## WHAT IS EXPECTED
Edit the rows from the very first one through the line that contains "283), (8, 284)]", swapping "white baseboard" for "white trim" and leaving everything else unchanged. Return only those lines.

++++++++++

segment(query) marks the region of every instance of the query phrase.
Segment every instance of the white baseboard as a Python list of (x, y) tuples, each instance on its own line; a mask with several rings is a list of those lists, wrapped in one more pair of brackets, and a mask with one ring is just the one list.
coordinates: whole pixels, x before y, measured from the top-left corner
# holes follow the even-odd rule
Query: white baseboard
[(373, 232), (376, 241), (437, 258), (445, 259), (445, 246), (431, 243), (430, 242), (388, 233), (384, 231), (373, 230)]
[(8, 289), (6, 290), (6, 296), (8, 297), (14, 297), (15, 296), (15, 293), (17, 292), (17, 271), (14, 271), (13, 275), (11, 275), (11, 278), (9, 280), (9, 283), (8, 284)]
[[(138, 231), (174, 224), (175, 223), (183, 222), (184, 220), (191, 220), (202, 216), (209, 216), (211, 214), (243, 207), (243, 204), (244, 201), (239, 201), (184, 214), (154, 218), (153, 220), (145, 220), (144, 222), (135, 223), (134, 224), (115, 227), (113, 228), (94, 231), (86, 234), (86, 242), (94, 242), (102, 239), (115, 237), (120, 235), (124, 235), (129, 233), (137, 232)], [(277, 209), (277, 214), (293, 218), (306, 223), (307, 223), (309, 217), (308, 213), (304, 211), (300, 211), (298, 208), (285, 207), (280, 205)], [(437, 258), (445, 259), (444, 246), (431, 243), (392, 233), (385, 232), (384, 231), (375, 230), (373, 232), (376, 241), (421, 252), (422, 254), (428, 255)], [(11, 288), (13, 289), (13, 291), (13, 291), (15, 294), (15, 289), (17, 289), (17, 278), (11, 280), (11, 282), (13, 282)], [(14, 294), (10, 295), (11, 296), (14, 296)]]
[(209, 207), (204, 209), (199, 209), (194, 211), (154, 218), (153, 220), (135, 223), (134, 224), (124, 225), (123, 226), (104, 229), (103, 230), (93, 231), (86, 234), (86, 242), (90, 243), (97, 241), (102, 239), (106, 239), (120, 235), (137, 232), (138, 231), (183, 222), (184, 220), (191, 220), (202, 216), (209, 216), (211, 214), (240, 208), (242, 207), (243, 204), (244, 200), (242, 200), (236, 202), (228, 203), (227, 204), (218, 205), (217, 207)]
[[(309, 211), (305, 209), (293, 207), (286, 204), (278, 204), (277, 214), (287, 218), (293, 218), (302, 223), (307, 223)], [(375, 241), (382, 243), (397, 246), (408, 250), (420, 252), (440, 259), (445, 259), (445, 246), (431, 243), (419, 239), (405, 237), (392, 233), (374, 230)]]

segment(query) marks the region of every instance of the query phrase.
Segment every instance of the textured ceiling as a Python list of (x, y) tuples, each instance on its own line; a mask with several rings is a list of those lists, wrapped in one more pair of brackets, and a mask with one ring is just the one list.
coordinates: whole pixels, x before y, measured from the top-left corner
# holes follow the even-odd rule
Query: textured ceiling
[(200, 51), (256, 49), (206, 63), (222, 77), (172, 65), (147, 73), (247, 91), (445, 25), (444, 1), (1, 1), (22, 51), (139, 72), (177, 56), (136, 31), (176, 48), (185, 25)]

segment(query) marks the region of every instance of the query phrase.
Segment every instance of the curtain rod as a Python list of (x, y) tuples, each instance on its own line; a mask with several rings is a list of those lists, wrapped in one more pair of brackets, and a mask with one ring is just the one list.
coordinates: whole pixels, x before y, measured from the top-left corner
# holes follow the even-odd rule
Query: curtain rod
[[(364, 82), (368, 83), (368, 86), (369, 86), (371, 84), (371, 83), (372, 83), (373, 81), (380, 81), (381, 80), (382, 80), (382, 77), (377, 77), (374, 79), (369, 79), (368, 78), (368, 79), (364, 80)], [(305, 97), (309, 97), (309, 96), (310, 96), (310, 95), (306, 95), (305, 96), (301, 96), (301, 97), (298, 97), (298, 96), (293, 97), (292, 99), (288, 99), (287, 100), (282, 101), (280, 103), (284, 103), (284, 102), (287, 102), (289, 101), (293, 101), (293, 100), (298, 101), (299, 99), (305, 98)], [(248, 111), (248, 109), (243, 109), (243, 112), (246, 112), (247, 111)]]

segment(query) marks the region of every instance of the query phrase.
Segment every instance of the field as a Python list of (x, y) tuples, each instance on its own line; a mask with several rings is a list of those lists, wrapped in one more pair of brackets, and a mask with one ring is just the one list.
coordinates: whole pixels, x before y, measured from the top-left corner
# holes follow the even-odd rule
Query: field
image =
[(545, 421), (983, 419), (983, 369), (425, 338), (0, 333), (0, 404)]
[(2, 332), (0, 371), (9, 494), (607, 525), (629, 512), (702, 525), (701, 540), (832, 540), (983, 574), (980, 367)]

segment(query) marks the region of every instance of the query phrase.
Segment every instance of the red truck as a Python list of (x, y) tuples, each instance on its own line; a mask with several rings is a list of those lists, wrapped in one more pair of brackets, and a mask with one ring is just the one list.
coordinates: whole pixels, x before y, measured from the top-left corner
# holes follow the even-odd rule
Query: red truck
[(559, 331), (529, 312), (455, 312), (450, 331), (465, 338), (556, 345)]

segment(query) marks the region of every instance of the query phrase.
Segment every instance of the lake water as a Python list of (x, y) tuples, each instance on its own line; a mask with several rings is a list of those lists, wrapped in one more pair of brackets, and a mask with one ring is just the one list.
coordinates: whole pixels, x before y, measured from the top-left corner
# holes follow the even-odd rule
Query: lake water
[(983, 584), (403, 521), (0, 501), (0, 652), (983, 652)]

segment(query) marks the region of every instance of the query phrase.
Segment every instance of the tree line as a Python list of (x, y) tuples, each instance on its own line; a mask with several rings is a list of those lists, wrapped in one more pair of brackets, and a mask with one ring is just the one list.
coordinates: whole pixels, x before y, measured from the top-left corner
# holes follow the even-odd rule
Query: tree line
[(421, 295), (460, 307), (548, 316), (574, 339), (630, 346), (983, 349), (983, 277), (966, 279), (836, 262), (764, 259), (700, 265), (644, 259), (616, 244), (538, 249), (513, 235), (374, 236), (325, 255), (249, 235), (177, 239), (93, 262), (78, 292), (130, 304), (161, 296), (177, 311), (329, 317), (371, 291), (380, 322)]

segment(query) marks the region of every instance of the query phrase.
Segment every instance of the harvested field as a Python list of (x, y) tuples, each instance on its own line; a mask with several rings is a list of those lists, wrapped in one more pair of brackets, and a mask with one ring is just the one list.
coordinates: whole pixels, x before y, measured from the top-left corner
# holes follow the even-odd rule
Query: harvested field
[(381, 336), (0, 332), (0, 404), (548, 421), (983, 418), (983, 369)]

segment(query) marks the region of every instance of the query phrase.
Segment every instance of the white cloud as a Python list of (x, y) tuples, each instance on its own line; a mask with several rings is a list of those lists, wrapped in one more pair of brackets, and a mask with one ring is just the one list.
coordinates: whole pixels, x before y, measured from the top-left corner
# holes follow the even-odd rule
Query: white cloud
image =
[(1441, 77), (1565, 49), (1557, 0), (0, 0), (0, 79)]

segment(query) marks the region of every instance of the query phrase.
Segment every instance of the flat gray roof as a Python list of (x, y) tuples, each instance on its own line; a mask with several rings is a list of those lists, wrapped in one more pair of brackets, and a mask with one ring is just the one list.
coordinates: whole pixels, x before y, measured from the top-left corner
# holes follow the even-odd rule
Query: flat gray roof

++++++++++

## OUTPUT OF THE TASK
segment(query) marks the region of every instance of the query phrase.
Segment every instance of the white trim as a Python list of (x, y) tuples, each instance on its own line; a mask with several rings is a list of those lists, wrapped in one more pair of brackets, and a mask with one ring is just the one list.
coordinates: whole pixels, x before y, measured from the top-left corner
# holes follow the even-odd rule
Query: white trim
[(373, 232), (376, 241), (437, 258), (445, 259), (445, 246), (431, 243), (430, 242), (388, 233), (384, 231), (373, 230)]
[(8, 289), (6, 290), (6, 296), (8, 297), (14, 297), (15, 296), (15, 293), (17, 292), (17, 271), (14, 271), (13, 275), (11, 275), (11, 278), (9, 280), (9, 283), (8, 284)]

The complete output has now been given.